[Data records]
########################################
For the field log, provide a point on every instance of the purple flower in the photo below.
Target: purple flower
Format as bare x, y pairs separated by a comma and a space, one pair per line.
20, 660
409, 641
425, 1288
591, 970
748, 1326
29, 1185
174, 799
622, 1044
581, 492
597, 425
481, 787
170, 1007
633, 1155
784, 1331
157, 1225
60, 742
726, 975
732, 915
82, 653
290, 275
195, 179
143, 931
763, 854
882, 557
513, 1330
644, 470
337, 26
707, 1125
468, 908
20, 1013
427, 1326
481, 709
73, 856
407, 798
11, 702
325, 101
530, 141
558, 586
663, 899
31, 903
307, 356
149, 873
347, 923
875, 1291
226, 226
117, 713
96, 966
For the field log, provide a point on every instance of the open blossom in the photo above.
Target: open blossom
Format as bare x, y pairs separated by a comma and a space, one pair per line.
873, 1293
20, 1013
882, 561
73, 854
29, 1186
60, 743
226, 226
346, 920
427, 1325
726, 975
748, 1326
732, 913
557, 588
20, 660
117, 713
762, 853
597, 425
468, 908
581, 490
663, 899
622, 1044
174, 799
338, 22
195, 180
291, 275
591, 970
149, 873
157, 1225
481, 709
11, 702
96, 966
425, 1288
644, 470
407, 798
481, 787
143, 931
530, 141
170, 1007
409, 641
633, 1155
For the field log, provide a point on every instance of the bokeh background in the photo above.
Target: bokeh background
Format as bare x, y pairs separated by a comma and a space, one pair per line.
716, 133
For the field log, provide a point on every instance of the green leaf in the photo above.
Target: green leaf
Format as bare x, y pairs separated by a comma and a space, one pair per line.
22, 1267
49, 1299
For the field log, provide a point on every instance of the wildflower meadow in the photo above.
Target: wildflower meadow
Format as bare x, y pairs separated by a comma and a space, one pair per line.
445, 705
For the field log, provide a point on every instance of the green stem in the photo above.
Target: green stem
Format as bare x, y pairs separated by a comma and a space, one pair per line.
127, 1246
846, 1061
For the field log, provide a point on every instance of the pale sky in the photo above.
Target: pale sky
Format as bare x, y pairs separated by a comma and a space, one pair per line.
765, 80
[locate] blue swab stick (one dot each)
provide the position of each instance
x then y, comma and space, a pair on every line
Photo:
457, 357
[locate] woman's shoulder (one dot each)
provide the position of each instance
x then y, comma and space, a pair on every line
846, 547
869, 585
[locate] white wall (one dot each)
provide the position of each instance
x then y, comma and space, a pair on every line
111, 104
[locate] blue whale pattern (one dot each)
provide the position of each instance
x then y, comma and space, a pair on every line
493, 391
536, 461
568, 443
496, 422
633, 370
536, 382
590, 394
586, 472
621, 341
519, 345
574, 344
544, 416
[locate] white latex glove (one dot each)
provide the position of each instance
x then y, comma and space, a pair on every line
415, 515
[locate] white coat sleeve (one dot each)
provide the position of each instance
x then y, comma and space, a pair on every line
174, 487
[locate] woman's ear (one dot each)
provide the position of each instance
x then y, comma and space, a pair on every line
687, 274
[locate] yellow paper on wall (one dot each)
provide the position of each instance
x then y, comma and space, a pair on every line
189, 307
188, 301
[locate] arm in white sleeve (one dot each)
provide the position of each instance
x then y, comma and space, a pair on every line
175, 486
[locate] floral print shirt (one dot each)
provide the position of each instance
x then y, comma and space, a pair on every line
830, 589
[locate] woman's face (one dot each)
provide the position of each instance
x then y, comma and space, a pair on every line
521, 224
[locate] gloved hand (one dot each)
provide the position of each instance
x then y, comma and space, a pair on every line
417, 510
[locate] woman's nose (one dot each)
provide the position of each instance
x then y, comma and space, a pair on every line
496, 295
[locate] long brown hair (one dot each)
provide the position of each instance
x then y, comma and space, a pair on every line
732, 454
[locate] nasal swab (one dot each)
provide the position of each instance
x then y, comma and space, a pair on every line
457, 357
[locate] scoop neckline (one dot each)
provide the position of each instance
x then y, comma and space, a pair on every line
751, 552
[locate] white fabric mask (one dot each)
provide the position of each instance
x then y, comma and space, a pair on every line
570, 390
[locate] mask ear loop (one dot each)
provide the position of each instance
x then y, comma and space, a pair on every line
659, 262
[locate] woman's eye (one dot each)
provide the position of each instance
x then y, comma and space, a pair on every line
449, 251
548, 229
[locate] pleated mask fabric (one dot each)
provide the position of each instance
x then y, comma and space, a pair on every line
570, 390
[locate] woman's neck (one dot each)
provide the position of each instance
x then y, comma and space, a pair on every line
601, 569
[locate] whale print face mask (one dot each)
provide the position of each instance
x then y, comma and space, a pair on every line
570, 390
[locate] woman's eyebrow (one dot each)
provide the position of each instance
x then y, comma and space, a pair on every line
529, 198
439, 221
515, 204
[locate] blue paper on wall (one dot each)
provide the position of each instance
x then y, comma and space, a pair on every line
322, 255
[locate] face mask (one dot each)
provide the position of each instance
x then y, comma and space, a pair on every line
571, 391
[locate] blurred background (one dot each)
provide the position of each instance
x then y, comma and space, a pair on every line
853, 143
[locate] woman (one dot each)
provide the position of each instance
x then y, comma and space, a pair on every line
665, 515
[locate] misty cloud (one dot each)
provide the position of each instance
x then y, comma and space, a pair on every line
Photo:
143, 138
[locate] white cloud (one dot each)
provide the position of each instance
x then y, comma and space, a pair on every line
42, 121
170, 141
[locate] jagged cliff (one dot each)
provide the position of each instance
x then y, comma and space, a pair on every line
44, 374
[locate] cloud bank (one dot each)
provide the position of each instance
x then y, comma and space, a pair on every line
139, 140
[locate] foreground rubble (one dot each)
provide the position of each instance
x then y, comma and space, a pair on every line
########################################
Write out, unchanged, the stretch of the material above from the line containing "[locate] jagged cliff (one dot each)" through the final line.

▸ **Output for this exercise**:
[locate] jagged cliff (one dot each)
provide the position of each instance
x then y, comma and space, a pair on every line
44, 374
[locate] cloud bank (one dot each)
provide the position of each instance
x then y, comma and space, a pair on every line
139, 140
[locate] foreground rubble (one dot each)
provide the position of each instance
x then y, comma and space, a pair on every line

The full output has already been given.